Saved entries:
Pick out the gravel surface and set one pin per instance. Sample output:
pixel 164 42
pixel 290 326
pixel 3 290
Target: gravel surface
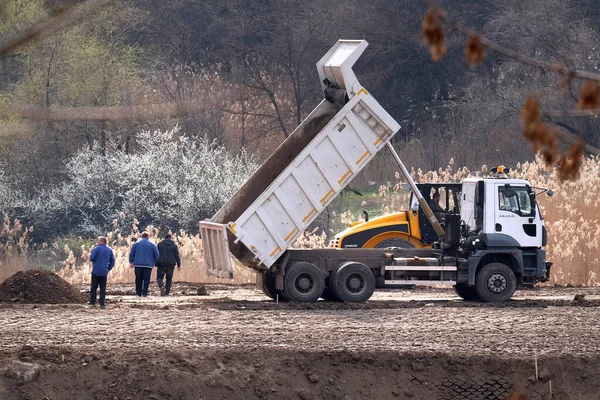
pixel 543 320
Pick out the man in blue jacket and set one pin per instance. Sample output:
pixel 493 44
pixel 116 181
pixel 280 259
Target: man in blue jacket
pixel 103 260
pixel 143 256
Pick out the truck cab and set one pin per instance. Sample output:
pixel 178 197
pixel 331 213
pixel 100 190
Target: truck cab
pixel 501 223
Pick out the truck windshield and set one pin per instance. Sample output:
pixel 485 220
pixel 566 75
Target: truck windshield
pixel 518 202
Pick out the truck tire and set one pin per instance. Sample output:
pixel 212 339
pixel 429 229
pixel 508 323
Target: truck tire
pixel 465 292
pixel 303 283
pixel 394 242
pixel 495 282
pixel 353 282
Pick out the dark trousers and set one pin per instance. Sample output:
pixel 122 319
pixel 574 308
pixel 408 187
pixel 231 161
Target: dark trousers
pixel 142 280
pixel 161 271
pixel 98 280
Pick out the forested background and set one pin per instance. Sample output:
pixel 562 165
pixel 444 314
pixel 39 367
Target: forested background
pixel 248 67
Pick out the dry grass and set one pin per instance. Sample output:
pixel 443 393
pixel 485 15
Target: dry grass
pixel 14 249
pixel 572 215
pixel 572 219
pixel 190 248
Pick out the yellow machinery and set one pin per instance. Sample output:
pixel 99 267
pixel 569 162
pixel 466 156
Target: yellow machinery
pixel 406 229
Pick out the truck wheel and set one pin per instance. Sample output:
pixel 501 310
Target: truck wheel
pixel 304 283
pixel 353 282
pixel 395 242
pixel 465 292
pixel 268 285
pixel 495 282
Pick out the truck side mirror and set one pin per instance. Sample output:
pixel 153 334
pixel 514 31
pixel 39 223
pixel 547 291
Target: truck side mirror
pixel 508 191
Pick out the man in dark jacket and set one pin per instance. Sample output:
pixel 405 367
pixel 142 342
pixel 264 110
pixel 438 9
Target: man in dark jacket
pixel 169 257
pixel 143 256
pixel 103 260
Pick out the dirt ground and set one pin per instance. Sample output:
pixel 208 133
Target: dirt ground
pixel 236 344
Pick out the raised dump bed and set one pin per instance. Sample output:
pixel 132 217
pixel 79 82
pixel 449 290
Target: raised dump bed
pixel 282 198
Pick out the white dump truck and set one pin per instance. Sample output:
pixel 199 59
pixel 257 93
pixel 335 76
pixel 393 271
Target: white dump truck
pixel 490 240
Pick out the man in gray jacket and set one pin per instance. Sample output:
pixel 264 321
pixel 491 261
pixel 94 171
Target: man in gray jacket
pixel 169 257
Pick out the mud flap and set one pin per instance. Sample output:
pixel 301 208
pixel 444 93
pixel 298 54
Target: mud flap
pixel 215 249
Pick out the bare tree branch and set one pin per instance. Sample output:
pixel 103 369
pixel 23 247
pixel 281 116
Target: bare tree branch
pixel 571 113
pixel 49 25
pixel 112 113
pixel 515 55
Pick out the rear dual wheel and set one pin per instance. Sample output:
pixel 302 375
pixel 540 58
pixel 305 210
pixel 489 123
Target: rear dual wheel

TASK TO CARRY OUT:
Which lines of the records above contain the word "dual"? Copy each of them.

TASK RESULT:
Pick out the rear dual wheel and set one pin per instance. Sample output:
Target: rear dual wheel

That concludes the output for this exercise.